Gott will uns die Augen mit diesem Wort öffnen – damit wir unser Leben einmal von außen betrachten und unseren Lauf im Hamsterrad. Wir geben unser Geld für Brot aus, das nichts taugt. Und unseren sauer verdienten Lohn für Nahrung, die nicht satt macht. Wir schaffen und schaffen und bauen Häuser, aber wann nehmen wir uns die Zeit, darin auch zu leben? Wann habe ich das letzte Mal im Garten gesessen und einen ganzen langen Sommerabend gefüllt mit nichts weiter als Ruhe, einem leckeren Salat mit einem guten Glas Wein? Die Stille untermalt von dem Zirpen der Grillen

Hört doch auf mich! Gott will uns die Augen öffnen. Er will, dass wir verstehen: Entweder wir lassen es uns schenken, das Leben, oder wir werden es nicht haben. Mehr steht da nicht. Es gibt kein Preisschild. Es gibt kein Kleingedrucktes. Es gibt nur dieses Angebot – gratis. Entweder wir genießen, was Gott uns geschenkt hat, genießen diesen Augenblick – oder er ist vorbei. Nicht wie der Kornbauer: „Dann werde ich das Leben genießen.“ Sondern: Jetzt!  Diesen Augenblick.

▶ _Rohdaten_

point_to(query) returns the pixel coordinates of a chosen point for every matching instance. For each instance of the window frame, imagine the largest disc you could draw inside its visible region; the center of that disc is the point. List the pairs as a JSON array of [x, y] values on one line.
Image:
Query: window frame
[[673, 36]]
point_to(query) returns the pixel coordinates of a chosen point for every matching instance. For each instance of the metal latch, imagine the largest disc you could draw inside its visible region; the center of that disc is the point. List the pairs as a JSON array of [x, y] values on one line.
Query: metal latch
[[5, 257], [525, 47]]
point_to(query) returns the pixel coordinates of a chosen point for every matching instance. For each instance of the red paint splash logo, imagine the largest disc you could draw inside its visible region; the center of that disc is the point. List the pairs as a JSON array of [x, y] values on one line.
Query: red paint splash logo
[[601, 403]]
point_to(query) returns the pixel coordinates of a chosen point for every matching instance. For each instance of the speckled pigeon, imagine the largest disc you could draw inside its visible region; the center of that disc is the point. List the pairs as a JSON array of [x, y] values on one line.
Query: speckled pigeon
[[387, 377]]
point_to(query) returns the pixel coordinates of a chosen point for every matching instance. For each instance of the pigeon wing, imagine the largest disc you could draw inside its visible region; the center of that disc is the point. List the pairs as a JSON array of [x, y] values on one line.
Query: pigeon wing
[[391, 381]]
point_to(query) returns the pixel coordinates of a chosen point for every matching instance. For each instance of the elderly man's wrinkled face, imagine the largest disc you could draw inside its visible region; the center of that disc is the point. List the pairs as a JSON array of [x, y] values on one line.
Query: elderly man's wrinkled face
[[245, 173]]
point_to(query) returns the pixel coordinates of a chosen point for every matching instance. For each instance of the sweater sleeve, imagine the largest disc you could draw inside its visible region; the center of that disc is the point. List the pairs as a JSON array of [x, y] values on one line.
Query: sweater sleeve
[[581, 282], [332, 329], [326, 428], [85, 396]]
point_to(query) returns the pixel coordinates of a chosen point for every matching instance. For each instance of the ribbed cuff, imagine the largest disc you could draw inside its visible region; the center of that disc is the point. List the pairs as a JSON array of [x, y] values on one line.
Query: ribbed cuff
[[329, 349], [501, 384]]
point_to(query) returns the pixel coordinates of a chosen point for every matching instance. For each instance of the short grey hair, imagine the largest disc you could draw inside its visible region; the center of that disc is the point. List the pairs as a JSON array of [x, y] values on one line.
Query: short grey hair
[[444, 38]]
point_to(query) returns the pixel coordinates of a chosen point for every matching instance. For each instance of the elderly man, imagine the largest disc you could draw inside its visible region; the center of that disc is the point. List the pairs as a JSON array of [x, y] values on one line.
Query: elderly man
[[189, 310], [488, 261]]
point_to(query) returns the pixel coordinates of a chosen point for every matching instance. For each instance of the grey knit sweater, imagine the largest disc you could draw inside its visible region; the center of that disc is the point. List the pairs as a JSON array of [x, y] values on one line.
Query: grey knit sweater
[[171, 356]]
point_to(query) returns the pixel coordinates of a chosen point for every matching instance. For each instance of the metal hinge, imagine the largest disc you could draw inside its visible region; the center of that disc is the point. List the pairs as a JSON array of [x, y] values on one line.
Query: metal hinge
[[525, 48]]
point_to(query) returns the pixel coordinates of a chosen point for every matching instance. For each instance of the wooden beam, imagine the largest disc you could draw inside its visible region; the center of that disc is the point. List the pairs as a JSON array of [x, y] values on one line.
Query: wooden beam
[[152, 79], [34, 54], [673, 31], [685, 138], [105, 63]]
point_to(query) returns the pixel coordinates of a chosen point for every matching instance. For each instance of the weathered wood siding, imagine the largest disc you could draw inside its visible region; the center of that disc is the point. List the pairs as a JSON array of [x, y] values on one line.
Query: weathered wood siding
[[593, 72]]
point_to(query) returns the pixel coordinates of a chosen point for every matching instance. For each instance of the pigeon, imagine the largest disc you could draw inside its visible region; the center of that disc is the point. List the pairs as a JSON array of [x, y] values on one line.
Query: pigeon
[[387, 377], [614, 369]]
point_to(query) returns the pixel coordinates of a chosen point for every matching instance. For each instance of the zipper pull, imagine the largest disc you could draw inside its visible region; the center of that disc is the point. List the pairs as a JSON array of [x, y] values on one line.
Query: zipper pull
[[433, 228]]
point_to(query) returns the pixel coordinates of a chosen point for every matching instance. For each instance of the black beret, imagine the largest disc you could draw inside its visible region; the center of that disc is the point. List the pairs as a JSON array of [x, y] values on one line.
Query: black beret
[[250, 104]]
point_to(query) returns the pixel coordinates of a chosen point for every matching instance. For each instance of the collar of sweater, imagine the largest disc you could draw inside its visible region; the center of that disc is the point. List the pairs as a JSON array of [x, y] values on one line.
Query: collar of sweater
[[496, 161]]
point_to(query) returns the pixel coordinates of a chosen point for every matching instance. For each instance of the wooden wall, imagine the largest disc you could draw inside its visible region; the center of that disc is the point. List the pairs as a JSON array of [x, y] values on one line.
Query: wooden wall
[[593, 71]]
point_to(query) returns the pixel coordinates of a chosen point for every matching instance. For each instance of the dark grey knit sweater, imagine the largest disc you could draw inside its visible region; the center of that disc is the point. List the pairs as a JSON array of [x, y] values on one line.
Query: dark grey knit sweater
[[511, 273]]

▶ _Aufgaben zur Übung_
(a) Fasse den Text über das geschenkte Leben in zwei Sätzen zusammen.
(b) Schreib aus dem Text über das geschenkte Leben die Stelle von „Hört doch auf“ bis „Jetzt!  Diesen Augenblick.“ wortgetreu ab.
Die Einträge spielen hierfür keine Rolle.

▶ _Lösungen_
(a) Gott will uns die Augen öffnen, damit wir sehen, wie wir im Hamsterrad schuften, unser Geld für Nahrung ausgeben, die nicht satt macht, und uns keine Zeit nehmen, in unseren Häusern auch zu leben. Das Leben gibt es nur als Geschenk ohne Preisschild und Kleingedrucktes, und wir sollen es nicht erst irgendwann, sondern jetzt in diesem Augenblick genießen.

(b)
Hört doch auf mich! Gott will uns die Augen öffnen. Er will, dass wir verstehen: Entweder wir lassen es uns schenken, das Leben, oder wir werden es nicht haben. Mehr steht da nicht. Es gibt kein Preisschild. Es gibt kein Kleingedrucktes. Es gibt nur dieses Angebot – gratis. Entweder wir genießen, was Gott uns geschenkt hat, genießen diesen Augenblick – oder er ist vorbei. Nicht wie der Kornbauer: „Dann werde ich das Leben genießen.“ Sondern: Jetzt!  Diesen Augenblick.